- [Tarea de trabajo]: Reproduce sin cambios el pasaje del relato sobre el empresario y el pescador que comienza con "Al hablarte de" y sigue hasta "su pequeña barca.".

- [Extracto del documento]:
==================================================

Al hablarte de empresas y de puerto, deseo compartir contigo algo que leí hace tiempo
Cuentan que un potentado empresario se encontraba en un pueblecito costero, cuando llegó un pescador en su pequeña barca.
Dentro de ella había abundantes peces. El empresario elogió al pescador por la calidad del pescado y le preguntó:
−¿Cuánto tiempo le costó pescarlos?
−Muy poco, respondió el otro.
−¿Por qué no se quedó más tiempo faenando? Podría haber traído muchos más peces, comentó el empresario.
−Sí −respondió el otro−, pero con esto me basta para sostener a mi familia y dar una buena educación a mis hijos.
−Pero dijo el empresario ¿qué haces con el resto de tu tiempo?,
−Después de pescar, descanso un rato, como con mi familia, acompaño a mi mujer a la compra y por la tarde suelo pasar un buen rato charlando con los hijos, con los amigos. Llevo una vida tranquila y despreocupada.

==================================================

Datos de señalamiento mediante expresiones referenciales

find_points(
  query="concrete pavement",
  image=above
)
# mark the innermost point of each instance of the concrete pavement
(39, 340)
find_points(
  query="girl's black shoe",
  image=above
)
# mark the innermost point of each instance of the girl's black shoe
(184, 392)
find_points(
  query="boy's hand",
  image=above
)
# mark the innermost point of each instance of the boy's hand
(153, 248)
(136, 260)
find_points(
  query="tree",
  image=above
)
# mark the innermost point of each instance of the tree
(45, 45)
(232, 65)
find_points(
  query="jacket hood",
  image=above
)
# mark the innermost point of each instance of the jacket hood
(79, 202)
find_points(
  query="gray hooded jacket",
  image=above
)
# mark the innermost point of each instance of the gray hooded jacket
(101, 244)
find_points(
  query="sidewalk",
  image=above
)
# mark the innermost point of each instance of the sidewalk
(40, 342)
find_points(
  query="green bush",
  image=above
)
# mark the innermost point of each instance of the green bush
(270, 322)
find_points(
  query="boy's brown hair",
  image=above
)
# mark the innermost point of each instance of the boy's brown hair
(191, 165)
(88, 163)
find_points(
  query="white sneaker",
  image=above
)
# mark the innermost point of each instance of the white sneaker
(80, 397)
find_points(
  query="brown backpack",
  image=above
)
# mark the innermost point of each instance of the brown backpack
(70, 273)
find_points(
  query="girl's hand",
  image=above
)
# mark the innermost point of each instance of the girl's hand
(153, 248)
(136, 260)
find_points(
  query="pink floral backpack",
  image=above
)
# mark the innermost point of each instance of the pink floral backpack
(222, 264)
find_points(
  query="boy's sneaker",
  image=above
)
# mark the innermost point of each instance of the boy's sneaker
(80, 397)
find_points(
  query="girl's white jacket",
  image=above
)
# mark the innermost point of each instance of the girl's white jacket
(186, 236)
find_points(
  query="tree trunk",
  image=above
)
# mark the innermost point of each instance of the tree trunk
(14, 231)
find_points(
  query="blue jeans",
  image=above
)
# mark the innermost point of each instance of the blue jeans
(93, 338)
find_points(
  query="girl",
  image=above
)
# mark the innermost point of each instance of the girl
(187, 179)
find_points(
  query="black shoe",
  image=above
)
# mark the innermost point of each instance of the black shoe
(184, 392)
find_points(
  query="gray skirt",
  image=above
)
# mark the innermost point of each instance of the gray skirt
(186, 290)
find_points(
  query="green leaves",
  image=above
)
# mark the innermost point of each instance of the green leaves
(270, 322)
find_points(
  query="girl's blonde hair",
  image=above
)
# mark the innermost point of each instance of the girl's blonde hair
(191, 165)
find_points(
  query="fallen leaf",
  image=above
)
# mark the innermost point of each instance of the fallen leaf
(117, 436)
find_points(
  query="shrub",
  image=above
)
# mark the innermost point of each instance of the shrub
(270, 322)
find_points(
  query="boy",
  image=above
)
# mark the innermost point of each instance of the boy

==================================================

- [Resultado]:
Al hablarte de empresas y de puerto, deseo compartir contigo algo que leí hace tiempo
Cuentan que un potentado empresario se encontraba en un pueblecito costero, cuando llegó un pescador en su pequeña barca.